▶ _DATASET RECORDS_:

============

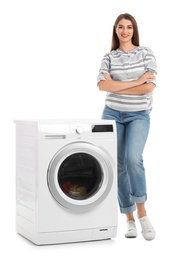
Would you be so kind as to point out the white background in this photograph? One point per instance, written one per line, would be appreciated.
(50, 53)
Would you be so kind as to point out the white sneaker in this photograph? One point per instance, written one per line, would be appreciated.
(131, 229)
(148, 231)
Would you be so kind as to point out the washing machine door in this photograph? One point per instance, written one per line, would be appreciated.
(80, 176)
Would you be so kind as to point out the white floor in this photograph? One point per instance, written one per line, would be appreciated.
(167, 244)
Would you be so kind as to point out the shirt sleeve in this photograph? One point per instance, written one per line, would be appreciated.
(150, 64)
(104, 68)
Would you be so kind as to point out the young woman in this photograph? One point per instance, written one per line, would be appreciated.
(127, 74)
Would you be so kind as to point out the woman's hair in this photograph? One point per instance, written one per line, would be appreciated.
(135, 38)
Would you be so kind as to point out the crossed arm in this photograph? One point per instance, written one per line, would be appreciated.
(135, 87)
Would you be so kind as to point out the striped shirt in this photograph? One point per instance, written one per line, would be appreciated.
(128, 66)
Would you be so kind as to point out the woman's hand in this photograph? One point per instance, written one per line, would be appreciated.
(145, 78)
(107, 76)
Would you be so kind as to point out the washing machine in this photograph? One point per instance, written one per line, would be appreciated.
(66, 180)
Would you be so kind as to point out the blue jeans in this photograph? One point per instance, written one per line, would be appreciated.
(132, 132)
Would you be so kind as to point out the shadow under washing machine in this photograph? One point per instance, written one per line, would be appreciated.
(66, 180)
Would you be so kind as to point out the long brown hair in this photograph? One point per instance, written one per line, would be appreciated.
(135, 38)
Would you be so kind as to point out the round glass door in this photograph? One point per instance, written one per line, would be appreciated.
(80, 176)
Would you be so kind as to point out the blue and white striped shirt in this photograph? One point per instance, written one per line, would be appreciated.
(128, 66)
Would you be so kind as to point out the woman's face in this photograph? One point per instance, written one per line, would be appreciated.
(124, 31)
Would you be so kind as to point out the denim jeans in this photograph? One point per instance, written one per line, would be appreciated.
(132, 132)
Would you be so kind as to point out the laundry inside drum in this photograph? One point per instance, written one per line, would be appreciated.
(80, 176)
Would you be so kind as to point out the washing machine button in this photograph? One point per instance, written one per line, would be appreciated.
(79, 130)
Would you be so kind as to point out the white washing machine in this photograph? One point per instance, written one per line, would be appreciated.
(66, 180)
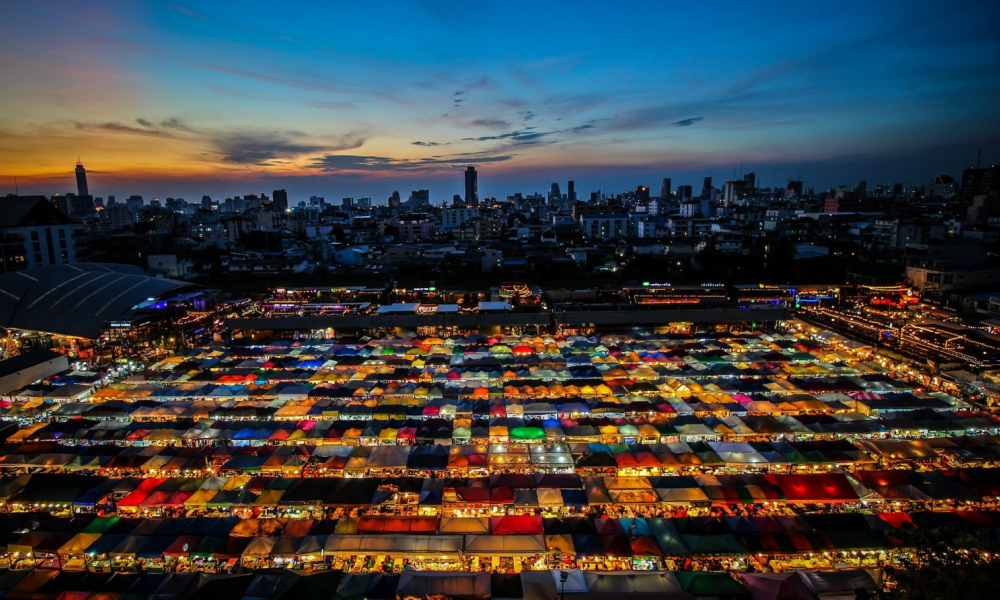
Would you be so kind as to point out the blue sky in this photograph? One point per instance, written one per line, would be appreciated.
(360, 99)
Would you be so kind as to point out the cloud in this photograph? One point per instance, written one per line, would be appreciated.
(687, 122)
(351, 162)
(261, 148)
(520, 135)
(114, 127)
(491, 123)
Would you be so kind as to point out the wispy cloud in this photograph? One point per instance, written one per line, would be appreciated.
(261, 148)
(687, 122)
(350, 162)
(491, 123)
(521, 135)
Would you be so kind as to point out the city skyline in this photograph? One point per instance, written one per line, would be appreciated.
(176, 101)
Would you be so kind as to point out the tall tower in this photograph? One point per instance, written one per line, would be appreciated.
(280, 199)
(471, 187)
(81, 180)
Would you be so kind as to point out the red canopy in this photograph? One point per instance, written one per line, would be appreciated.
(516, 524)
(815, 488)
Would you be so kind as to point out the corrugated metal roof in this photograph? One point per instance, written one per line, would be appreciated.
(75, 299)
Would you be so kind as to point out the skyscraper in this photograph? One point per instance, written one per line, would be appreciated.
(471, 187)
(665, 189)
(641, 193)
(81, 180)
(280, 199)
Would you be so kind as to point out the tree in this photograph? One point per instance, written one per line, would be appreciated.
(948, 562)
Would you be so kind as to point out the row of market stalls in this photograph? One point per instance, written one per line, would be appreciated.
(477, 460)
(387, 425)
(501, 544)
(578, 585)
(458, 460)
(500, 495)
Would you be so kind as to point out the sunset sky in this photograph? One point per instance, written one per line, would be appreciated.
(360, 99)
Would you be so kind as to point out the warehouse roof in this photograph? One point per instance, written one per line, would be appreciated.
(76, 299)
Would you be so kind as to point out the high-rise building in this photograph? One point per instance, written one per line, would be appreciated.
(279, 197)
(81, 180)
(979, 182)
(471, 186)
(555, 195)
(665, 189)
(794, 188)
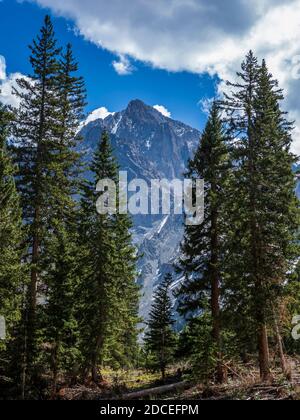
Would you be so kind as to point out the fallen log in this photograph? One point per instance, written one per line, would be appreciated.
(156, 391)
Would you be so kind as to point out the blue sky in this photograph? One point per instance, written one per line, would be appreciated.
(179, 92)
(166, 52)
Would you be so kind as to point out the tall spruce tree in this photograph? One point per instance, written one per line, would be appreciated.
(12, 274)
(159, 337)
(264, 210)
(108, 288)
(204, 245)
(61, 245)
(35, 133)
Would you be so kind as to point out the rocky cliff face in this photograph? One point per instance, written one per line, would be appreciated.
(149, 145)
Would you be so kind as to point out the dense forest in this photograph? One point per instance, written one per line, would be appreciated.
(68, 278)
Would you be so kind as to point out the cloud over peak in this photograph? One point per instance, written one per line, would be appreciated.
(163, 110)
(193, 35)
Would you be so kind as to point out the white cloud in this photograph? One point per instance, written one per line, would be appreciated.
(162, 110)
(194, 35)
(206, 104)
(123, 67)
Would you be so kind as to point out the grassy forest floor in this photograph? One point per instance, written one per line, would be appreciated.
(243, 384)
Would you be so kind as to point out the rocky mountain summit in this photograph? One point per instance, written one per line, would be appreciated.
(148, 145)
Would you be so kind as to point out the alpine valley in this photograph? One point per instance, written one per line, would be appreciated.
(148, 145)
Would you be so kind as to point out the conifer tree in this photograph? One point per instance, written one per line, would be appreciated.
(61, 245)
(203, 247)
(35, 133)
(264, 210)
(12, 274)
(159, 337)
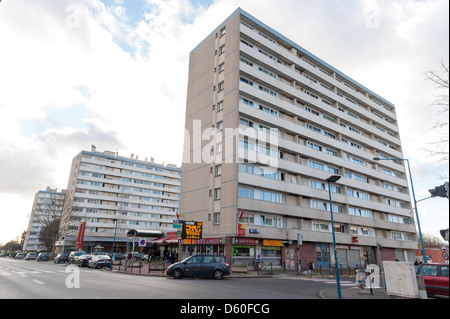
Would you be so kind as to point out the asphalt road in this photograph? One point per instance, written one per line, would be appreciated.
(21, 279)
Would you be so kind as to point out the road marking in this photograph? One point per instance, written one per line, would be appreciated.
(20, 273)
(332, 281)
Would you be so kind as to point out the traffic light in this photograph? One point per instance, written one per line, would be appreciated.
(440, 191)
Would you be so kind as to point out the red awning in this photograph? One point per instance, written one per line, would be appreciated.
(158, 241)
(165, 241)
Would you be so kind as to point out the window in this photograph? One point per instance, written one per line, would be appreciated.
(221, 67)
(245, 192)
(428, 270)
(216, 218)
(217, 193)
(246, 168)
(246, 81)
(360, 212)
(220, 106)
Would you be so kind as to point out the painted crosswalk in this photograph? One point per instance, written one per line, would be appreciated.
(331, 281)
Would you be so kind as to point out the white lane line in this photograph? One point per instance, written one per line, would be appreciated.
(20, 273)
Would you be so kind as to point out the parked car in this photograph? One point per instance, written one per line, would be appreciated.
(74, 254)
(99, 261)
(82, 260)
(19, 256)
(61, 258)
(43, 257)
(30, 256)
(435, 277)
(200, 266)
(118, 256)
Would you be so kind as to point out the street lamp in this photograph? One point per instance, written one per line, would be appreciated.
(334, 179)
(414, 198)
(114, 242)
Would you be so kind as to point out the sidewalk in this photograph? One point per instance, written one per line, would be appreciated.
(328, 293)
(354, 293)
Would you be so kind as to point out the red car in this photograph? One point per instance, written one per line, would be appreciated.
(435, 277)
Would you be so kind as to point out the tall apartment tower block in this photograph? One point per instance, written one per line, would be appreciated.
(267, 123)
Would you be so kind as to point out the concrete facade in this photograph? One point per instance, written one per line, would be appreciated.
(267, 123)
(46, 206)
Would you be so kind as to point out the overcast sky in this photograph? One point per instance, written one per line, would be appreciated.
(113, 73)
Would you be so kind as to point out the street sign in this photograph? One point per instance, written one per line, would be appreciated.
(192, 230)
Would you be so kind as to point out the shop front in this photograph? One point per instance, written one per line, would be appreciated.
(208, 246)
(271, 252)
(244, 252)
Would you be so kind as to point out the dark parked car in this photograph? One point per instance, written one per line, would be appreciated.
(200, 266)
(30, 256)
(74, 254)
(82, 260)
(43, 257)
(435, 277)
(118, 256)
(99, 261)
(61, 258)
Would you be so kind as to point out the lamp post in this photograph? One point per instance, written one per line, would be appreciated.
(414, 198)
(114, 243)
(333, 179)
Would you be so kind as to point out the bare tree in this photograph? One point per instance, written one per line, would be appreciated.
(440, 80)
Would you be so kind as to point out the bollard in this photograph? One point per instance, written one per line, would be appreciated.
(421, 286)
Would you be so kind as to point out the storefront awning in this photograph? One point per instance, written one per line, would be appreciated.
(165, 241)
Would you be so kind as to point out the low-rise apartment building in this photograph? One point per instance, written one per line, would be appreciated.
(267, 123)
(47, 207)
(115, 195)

============

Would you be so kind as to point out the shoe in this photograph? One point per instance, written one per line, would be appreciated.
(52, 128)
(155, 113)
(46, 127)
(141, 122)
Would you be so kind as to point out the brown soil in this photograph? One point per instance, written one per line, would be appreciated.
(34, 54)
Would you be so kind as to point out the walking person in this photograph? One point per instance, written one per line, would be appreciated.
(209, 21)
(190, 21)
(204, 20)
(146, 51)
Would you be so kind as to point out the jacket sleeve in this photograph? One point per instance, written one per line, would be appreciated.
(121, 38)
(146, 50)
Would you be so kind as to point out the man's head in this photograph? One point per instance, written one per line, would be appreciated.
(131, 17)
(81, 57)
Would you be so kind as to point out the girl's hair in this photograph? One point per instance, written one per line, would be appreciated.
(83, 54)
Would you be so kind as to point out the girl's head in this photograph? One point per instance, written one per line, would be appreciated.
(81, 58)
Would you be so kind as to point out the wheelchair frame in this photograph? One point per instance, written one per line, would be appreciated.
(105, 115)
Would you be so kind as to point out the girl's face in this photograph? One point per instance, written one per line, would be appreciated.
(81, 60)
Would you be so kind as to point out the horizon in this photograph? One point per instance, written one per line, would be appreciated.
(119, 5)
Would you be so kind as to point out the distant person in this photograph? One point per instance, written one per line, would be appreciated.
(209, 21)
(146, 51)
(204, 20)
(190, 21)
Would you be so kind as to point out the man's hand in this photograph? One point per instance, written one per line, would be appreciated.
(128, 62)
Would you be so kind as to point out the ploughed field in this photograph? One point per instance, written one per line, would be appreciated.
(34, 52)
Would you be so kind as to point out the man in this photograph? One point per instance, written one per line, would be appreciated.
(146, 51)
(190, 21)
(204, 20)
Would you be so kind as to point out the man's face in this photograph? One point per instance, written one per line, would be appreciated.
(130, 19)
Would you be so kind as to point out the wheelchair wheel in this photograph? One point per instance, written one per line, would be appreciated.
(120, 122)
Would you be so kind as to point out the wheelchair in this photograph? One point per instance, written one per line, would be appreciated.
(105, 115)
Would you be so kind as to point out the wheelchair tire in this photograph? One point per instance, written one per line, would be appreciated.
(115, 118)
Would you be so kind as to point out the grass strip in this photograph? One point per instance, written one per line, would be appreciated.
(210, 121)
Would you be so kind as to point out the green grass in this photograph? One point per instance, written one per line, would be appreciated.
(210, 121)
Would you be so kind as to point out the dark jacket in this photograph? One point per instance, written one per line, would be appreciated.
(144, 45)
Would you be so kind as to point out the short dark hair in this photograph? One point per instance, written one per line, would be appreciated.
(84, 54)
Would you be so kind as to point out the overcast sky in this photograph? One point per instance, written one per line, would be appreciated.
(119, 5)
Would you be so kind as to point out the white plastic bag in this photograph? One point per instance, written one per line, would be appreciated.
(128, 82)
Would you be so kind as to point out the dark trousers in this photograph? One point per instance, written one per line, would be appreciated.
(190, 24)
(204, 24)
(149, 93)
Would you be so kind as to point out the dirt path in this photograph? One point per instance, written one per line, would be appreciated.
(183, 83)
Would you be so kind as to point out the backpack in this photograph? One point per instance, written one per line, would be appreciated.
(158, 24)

============

▶ _DIRECTIONS_:
Extract every line of the data above that contains the string "head", and treat case as significant.

▶ _SOLUTION FOR THIS TASK_:
Would you be so kind as to point out the man's head in this photograph? One point per instance, written one per line, would be appreciated.
Would you be so kind as to point out the girl's head in this photograph? One point per instance, written one per line, would be appreciated.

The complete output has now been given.